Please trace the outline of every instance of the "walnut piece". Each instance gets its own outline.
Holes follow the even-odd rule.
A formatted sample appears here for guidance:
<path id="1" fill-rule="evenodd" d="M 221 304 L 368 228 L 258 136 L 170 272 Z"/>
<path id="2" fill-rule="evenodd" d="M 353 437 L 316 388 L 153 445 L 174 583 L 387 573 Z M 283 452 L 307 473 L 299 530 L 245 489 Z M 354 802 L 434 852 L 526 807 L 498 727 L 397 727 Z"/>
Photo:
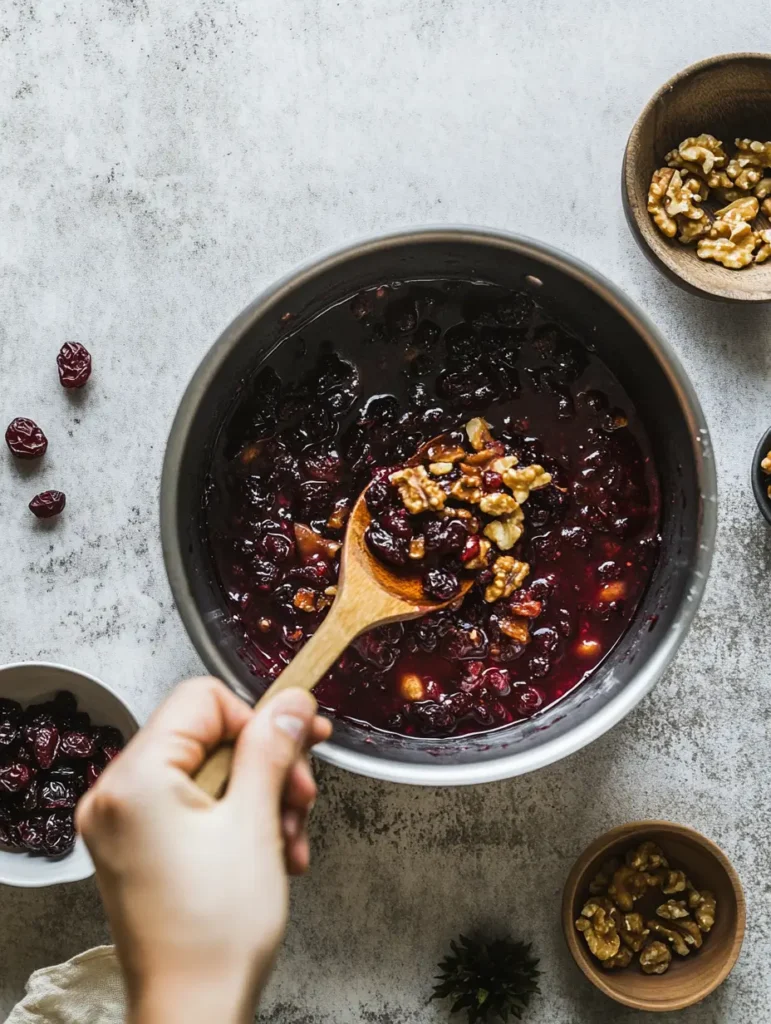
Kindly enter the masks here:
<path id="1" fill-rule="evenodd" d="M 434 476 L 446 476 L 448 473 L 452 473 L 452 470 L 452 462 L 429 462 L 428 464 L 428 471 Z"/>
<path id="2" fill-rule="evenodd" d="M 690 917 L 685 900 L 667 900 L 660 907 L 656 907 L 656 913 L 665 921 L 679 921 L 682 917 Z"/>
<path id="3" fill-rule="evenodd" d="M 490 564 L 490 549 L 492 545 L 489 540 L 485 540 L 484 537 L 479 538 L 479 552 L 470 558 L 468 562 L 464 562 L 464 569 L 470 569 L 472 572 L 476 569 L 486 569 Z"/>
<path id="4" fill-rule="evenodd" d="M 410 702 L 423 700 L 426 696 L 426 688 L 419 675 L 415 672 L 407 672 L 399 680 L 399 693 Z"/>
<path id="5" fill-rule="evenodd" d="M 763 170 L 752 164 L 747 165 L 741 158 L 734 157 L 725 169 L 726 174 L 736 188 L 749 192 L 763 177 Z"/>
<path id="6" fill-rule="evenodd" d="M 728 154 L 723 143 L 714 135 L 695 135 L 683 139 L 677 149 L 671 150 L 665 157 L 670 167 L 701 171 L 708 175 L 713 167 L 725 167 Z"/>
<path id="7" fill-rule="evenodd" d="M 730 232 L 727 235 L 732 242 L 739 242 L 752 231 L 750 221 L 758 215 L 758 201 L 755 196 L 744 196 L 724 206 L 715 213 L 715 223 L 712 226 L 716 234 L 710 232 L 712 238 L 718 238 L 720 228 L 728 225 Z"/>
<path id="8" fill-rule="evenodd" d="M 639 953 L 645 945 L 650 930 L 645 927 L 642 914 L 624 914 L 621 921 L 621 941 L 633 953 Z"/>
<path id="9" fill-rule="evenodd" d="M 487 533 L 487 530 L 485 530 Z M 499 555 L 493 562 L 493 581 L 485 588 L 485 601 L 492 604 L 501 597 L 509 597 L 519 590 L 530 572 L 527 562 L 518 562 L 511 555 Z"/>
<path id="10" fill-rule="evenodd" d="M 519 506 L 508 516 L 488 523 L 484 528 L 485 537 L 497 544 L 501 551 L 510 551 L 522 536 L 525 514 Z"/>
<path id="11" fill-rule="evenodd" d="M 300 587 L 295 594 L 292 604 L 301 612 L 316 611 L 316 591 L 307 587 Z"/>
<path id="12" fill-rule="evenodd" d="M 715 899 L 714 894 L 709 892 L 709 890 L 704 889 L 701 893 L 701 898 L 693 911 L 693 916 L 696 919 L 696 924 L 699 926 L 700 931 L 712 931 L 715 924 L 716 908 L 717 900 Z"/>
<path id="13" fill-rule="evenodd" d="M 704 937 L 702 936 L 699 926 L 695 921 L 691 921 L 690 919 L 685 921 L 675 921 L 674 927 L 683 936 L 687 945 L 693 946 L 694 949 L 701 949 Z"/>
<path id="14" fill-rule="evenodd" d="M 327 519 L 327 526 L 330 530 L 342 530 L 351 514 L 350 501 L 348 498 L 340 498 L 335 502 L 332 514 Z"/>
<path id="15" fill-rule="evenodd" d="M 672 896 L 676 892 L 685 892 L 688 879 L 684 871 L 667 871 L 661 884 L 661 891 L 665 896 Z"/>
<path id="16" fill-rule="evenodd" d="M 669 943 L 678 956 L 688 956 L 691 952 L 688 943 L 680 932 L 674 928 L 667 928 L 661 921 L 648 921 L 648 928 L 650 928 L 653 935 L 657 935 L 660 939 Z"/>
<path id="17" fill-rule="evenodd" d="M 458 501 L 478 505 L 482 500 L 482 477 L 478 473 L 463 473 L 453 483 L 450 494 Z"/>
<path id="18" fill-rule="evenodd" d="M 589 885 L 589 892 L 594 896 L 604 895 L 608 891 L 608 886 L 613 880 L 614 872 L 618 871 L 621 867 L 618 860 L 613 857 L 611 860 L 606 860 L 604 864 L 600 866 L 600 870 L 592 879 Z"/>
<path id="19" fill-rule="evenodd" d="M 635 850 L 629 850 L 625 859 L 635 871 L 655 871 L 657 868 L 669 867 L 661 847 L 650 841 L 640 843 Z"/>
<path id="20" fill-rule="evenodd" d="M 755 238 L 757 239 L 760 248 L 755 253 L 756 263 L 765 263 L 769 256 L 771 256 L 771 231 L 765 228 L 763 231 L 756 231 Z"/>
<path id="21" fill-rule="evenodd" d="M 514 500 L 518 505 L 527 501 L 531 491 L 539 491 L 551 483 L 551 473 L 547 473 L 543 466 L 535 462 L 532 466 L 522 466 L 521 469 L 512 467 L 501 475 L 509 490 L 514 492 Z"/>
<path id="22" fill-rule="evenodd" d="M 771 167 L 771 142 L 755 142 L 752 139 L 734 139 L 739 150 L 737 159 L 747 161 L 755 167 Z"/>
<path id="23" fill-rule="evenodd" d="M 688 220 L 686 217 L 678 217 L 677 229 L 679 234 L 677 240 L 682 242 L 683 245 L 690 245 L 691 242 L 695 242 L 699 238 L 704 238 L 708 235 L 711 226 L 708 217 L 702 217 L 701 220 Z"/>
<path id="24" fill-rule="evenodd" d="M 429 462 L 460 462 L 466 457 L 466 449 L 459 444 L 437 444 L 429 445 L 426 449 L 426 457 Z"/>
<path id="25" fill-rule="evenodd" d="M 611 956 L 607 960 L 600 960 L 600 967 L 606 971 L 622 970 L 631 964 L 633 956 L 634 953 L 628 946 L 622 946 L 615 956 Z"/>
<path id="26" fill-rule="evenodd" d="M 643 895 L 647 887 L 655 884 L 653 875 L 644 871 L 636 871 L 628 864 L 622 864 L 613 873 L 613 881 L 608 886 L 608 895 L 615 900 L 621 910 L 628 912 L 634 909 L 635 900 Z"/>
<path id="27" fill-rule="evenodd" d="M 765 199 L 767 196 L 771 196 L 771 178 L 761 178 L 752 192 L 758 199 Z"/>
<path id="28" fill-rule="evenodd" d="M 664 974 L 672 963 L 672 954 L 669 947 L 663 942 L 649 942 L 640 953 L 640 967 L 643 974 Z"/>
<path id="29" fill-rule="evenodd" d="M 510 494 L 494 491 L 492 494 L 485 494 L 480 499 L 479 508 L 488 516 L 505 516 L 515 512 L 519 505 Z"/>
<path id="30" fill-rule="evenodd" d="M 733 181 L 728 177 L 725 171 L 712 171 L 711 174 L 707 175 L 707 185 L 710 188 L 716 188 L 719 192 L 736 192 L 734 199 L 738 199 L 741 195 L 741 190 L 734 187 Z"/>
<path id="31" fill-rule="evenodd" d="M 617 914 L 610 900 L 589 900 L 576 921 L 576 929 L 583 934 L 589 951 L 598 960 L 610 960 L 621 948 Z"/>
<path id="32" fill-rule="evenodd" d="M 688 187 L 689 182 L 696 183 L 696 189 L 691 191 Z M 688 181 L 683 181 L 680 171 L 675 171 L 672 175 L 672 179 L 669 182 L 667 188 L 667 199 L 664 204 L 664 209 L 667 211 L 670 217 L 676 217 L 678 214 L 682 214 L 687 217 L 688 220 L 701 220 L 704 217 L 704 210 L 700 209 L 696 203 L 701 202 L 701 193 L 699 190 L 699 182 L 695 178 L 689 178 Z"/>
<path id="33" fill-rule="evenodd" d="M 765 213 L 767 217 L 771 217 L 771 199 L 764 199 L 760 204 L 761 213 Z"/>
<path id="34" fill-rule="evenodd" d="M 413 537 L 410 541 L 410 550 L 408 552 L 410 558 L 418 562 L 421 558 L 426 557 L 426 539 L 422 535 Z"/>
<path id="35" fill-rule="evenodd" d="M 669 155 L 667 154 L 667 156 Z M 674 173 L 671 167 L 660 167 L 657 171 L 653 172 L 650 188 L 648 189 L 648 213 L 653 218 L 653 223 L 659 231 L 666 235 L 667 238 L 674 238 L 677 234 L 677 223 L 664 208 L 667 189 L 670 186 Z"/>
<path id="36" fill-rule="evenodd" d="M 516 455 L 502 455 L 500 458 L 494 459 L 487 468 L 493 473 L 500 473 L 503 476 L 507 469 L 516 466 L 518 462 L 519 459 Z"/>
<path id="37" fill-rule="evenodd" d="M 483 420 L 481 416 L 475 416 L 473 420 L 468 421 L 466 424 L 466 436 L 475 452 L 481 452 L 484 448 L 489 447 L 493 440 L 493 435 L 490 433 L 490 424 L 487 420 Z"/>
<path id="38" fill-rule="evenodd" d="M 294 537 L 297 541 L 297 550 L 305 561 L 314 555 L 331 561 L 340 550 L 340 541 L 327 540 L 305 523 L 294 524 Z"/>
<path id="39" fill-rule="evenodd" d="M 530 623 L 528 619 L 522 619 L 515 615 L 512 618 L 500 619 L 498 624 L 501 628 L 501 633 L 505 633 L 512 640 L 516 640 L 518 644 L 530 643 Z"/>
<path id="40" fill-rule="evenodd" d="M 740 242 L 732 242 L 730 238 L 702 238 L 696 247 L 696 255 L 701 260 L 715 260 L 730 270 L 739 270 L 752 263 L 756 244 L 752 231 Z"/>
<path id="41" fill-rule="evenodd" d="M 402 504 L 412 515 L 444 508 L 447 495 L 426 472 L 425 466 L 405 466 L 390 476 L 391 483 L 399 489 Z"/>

______

> _WORK TO BE COMPLETED_
Lines from the entries that contain the string "here" must be found and copied.

> _ANSWER TO THIS PROBLEM_
A formatted sample appears here for guidance:
Kindly enter the masks here:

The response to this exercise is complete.